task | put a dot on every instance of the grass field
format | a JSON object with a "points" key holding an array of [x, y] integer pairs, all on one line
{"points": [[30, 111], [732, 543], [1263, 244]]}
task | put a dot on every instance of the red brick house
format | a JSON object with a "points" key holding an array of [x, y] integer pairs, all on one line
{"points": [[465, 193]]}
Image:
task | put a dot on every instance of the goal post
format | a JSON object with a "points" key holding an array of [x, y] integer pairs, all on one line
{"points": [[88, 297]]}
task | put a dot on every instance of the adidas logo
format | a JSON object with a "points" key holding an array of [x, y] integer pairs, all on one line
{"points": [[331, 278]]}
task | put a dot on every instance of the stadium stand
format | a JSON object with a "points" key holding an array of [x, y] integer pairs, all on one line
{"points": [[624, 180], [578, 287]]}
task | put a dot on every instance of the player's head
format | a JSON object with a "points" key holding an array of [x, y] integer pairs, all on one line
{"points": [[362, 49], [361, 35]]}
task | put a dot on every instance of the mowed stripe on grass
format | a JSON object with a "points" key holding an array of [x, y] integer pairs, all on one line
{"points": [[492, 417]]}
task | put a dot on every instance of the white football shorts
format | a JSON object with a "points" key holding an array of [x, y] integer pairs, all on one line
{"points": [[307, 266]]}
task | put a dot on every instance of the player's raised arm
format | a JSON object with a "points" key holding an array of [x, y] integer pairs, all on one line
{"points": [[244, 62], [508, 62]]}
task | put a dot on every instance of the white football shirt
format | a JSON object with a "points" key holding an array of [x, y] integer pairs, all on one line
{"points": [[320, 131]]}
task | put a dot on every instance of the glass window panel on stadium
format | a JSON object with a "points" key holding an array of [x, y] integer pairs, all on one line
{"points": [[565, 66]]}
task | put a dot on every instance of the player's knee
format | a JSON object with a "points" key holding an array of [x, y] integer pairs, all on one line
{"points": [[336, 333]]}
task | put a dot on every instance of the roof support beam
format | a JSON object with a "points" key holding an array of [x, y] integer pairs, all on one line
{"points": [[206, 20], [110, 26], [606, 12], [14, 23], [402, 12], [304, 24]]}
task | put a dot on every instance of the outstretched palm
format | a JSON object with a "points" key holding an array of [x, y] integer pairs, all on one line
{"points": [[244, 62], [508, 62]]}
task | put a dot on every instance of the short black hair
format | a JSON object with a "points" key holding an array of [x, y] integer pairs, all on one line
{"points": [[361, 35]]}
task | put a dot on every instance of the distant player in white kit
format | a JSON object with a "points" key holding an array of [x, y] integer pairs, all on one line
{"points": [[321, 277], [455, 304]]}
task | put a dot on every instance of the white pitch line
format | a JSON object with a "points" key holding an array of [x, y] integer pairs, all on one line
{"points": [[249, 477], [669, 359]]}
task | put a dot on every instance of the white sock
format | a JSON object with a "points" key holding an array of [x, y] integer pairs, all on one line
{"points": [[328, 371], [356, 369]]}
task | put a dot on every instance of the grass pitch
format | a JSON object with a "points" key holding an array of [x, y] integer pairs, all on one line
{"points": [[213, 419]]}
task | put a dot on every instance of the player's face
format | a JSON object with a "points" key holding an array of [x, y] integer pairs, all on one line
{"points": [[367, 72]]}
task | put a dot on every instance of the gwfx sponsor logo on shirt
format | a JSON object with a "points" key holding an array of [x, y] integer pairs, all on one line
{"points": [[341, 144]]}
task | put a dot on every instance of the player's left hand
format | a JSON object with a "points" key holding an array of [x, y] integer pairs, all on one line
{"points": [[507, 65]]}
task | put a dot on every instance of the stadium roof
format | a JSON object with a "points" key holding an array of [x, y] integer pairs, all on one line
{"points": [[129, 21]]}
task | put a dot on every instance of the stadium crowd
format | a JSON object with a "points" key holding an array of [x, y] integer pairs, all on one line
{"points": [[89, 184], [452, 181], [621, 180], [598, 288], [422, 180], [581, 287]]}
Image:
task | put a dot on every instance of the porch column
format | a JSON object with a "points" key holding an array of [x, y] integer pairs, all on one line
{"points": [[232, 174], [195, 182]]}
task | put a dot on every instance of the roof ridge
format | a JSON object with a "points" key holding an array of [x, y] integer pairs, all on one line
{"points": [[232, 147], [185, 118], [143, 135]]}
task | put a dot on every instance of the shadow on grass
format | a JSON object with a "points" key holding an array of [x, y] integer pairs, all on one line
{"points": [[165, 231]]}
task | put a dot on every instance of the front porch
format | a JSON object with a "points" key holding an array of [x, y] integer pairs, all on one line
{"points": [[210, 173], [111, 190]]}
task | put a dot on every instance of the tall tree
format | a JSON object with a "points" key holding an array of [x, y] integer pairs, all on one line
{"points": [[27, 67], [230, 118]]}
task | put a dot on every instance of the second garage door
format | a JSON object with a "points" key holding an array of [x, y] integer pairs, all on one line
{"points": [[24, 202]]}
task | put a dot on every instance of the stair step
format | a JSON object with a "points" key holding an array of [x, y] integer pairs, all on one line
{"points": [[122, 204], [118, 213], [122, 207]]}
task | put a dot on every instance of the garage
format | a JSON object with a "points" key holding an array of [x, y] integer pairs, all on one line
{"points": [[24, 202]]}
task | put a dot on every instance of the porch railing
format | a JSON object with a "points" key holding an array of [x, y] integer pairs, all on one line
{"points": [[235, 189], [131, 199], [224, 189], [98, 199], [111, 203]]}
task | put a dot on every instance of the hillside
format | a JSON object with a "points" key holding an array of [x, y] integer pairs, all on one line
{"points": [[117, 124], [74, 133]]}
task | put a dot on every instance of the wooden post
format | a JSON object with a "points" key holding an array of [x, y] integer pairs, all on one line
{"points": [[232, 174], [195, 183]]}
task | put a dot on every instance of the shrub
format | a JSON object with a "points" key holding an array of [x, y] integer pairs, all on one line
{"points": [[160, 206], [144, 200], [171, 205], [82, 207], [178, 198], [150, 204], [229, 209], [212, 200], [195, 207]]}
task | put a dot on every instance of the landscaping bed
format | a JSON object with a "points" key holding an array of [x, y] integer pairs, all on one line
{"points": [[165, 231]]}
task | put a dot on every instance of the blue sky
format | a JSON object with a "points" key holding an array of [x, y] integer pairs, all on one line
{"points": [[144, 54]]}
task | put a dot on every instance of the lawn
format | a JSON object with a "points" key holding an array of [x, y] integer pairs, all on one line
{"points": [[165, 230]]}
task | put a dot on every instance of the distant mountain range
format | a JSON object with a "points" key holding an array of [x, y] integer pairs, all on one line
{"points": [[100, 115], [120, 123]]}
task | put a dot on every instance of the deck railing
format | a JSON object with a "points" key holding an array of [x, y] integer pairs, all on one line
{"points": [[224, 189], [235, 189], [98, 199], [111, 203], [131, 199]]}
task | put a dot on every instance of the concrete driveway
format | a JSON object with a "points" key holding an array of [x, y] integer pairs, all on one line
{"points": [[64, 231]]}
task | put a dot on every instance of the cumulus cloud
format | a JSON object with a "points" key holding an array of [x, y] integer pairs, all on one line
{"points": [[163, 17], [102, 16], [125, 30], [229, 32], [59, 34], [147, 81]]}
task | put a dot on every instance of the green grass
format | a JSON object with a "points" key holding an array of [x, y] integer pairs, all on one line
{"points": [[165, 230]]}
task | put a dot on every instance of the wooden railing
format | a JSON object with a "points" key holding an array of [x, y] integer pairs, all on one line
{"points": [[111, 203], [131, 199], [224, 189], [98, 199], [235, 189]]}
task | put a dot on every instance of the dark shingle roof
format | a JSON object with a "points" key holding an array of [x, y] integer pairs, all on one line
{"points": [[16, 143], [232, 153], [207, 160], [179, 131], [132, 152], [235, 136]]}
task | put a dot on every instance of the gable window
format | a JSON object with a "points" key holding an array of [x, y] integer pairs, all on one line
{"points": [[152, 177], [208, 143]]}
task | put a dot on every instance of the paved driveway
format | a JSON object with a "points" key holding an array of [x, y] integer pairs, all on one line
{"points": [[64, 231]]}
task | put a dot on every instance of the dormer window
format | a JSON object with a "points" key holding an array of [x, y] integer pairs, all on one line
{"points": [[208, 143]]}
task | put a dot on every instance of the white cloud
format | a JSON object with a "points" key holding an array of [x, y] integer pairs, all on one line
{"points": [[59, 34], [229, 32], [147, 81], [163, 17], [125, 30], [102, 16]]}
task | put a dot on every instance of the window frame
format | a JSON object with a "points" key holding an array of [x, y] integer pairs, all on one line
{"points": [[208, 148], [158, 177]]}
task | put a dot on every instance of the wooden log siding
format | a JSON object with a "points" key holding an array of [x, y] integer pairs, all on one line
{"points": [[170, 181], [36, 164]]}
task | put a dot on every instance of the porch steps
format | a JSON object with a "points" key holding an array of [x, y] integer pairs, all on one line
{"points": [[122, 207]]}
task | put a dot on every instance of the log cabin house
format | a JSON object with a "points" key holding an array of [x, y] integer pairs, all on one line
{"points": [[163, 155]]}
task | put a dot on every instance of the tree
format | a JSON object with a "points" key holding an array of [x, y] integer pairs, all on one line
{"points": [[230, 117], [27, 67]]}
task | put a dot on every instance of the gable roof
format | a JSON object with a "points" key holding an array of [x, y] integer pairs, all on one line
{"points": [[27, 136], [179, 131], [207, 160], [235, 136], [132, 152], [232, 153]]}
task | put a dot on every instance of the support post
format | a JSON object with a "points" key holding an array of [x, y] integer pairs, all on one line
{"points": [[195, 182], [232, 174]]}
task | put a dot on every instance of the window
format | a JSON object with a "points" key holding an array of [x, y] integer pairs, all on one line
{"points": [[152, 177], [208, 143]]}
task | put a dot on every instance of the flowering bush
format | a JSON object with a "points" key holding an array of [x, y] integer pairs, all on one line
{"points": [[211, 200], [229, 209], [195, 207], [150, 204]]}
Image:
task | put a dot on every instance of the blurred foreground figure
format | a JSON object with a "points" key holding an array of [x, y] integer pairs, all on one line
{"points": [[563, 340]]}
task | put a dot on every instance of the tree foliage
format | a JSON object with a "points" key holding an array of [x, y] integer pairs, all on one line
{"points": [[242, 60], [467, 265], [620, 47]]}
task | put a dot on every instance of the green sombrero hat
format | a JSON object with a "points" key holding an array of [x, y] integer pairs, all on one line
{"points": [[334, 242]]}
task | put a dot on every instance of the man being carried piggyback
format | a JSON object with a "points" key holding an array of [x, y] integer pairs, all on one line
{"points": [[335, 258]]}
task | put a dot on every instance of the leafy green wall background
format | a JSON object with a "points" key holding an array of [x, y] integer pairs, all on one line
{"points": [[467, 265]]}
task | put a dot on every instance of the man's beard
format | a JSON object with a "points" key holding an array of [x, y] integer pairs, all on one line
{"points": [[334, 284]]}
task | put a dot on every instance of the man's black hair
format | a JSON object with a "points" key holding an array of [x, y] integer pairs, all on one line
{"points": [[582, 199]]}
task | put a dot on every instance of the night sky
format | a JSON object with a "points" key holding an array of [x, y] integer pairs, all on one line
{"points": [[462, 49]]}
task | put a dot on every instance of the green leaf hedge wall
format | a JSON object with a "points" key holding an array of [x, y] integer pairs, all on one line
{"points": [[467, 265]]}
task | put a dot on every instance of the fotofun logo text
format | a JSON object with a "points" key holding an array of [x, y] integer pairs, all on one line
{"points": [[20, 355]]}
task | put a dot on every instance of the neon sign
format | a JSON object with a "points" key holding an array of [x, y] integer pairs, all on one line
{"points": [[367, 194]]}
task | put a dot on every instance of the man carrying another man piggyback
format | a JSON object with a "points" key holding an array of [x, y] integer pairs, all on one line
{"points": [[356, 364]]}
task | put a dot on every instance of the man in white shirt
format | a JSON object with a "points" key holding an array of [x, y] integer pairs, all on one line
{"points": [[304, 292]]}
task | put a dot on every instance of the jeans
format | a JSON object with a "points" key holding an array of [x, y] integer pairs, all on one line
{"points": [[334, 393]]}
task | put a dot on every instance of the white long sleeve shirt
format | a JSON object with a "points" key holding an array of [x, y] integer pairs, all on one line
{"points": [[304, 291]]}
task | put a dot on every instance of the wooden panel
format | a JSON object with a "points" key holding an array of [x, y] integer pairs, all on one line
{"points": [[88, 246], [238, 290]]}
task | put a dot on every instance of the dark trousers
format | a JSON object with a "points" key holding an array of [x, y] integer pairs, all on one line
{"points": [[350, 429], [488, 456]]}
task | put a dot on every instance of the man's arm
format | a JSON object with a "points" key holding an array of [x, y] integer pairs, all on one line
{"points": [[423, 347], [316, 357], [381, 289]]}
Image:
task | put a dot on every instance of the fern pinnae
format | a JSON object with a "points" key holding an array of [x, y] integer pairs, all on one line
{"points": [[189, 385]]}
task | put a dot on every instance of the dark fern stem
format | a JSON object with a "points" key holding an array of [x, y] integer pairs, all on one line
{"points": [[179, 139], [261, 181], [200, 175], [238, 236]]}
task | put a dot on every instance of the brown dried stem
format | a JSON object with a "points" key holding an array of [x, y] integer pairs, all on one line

---+---

▸ EXERCISE BRIEF
Switch "wooden panel" to "timber panel" in the entries from the line with "task | put a dot on every instance of the jeans" through the last line of the entries. Rewrite only those lines and leave everything else in them unchanged.

▸ FULL RESPONSE
task | put a dot on every instance of the jeans
format | a JSON object with a "points" key holding an array of [x, y] integer pairs, all on one line
{"points": [[334, 393]]}
task | put a dot on every instance of the white long sleeve shirt
format | a JSON object with a "points" key holding an array of [x, y] integer pairs, all on one line
{"points": [[304, 291]]}
task | put a dot on every instance of the timber panel
format | a JSON object with a "points" key holding an array of [x, y] integer pairs, all on one line
{"points": [[88, 246], [238, 290]]}
task | put a dot on every instance of the dark trousers
format | a JSON object with a "points" key holding an array of [x, y] integer pairs, all on one line
{"points": [[350, 429], [488, 456]]}
task | put a dot on every instance of the man's arm
format | a JSON object with a "points" key holding an array of [x, y] integer pairs, all on one line
{"points": [[423, 347], [316, 357], [381, 289]]}
Image:
task | put a dot on every instance of the fern pinnae
format | a JSON object with a "points" key holding an array of [x, y] integer pairs, all on one line
{"points": [[189, 385]]}
task | put a dot on every instance of the dark fern stem
format | a JSON object with a "points" key holding an array of [x, y] integer pairs, all on one line
{"points": [[179, 139], [261, 181], [200, 175], [238, 236]]}
task | put a dot on every instance of the brown dried stem
format | a JSON object with a "points" key holding an array of [x, y] integer pairs, all on one line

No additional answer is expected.